┌─ GEZEIGTE ZEILEN

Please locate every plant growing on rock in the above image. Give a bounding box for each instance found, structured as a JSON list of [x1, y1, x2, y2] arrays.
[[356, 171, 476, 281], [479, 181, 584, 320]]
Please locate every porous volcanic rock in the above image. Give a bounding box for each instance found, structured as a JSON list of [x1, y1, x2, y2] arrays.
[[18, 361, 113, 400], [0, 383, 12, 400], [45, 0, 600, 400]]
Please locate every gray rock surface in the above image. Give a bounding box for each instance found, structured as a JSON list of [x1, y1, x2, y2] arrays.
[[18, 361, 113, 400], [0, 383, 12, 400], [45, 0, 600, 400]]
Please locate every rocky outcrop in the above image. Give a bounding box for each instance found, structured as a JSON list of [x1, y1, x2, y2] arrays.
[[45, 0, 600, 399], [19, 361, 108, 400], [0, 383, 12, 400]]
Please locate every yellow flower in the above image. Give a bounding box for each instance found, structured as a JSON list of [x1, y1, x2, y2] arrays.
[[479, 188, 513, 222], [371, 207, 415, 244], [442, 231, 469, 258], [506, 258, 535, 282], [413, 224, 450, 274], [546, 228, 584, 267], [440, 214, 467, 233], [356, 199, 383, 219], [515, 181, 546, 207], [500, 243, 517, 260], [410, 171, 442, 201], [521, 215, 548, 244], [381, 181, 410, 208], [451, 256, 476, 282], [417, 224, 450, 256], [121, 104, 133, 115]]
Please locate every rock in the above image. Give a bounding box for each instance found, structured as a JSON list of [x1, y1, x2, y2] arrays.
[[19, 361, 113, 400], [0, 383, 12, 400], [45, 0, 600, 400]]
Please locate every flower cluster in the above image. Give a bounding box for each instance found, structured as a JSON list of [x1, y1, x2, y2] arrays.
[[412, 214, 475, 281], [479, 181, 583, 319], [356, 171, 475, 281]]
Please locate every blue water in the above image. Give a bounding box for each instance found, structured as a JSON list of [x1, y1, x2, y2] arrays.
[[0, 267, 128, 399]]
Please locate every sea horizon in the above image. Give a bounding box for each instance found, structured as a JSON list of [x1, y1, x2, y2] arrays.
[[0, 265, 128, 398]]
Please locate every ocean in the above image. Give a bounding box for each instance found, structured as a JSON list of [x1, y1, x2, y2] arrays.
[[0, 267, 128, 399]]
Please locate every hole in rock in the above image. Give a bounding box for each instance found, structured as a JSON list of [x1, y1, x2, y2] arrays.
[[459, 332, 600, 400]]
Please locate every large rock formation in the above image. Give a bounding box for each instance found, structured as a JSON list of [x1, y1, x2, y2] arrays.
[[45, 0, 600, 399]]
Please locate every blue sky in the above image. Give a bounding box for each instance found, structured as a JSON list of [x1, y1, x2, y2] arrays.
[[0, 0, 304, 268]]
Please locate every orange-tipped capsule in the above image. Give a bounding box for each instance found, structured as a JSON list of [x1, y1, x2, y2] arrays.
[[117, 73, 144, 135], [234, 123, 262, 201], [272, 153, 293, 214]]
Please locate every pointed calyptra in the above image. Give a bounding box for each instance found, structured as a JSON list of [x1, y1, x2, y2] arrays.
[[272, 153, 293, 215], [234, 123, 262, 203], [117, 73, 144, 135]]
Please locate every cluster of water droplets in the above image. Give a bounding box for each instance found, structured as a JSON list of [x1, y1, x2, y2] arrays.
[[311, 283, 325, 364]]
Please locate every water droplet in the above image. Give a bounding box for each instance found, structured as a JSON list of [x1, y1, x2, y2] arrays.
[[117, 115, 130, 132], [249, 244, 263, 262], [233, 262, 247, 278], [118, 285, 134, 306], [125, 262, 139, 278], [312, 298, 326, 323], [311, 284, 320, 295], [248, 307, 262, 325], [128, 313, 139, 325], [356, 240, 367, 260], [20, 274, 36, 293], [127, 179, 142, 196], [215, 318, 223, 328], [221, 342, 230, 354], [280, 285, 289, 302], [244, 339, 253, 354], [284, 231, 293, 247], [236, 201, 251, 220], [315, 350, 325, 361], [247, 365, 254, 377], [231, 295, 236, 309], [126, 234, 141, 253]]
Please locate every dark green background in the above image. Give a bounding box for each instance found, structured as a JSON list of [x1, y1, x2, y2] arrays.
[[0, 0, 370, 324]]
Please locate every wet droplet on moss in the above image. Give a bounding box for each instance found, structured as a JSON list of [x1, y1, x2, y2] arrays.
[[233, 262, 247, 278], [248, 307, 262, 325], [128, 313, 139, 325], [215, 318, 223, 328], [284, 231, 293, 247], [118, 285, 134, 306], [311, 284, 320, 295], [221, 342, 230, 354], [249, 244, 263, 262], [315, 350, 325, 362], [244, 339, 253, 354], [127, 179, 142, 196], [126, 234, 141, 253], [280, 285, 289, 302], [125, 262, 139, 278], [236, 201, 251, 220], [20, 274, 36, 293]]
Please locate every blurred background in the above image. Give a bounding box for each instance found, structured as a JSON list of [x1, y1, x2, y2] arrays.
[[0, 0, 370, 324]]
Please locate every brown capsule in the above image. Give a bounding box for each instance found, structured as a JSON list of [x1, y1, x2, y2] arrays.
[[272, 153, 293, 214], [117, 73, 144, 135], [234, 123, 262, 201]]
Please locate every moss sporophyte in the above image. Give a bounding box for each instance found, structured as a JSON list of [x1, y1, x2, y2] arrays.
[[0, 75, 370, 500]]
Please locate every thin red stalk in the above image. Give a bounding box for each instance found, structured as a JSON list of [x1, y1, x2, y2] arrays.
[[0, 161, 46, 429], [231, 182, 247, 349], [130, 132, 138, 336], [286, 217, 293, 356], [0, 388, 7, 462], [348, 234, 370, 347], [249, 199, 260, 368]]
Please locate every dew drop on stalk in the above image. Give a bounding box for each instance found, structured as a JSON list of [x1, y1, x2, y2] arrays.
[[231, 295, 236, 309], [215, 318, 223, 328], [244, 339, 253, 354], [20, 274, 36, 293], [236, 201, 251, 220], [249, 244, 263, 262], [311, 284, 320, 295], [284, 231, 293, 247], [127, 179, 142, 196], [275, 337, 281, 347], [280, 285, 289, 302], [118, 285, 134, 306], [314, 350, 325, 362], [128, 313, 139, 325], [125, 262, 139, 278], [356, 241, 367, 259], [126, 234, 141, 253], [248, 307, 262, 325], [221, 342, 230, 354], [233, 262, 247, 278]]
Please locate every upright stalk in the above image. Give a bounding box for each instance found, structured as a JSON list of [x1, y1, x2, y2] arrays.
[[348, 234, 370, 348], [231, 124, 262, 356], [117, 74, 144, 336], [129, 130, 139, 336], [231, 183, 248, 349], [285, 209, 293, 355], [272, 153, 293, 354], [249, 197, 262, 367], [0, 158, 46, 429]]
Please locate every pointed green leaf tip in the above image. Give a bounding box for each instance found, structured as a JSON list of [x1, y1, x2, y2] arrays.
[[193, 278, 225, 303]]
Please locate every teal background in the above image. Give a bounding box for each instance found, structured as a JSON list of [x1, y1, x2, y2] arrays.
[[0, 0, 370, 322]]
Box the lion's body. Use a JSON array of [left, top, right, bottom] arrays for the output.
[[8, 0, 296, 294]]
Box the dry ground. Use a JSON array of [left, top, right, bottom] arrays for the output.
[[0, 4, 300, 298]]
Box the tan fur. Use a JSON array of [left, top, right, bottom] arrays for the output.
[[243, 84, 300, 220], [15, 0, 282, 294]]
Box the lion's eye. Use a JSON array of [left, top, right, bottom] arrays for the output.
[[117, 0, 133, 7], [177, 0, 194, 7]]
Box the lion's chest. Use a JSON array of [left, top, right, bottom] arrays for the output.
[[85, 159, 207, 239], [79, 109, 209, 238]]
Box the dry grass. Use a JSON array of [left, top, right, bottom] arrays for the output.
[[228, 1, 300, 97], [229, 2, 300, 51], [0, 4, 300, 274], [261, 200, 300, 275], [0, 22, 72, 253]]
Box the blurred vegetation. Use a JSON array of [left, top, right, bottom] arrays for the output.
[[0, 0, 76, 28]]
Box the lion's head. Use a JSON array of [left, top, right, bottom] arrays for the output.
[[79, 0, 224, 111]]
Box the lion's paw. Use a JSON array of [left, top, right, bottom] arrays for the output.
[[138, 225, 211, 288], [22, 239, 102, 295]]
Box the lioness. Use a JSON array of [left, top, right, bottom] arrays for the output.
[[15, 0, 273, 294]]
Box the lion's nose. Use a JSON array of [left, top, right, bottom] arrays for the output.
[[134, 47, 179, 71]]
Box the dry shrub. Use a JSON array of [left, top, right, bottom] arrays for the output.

└─

## WORUM ES GEHT
Schreib die Zeilen von der Zeile mit „Please locate every blue sky“ bis zur Zeile mit „[[311, 283, 325, 364]]“, beide eingeschlossen, wortgetreu ab.

## ERGEBNIS
Please locate every blue sky in the above image. Give a bounding box for each instance found, structured as a JSON list of [x1, y1, x2, y2] arrays.
[[0, 0, 304, 268]]
Please locate every orange-tipped capsule in the above image. Give a bounding box for each instance found, structured as a JSON list of [x1, y1, x2, y2] arrays.
[[117, 73, 144, 135], [234, 123, 262, 201], [272, 153, 293, 214]]
Please locate every pointed calyptra in the above image. Give a bounding box for each instance found, structured as a JSON list of [x1, y1, x2, y2] arrays.
[[272, 153, 293, 215], [234, 123, 262, 203], [117, 73, 144, 135]]
Please locate every cluster of water droplets in the above image. Give a bounding box for each instance found, structured as a JSON list of [x1, y1, x2, y2] arrays.
[[311, 283, 325, 364]]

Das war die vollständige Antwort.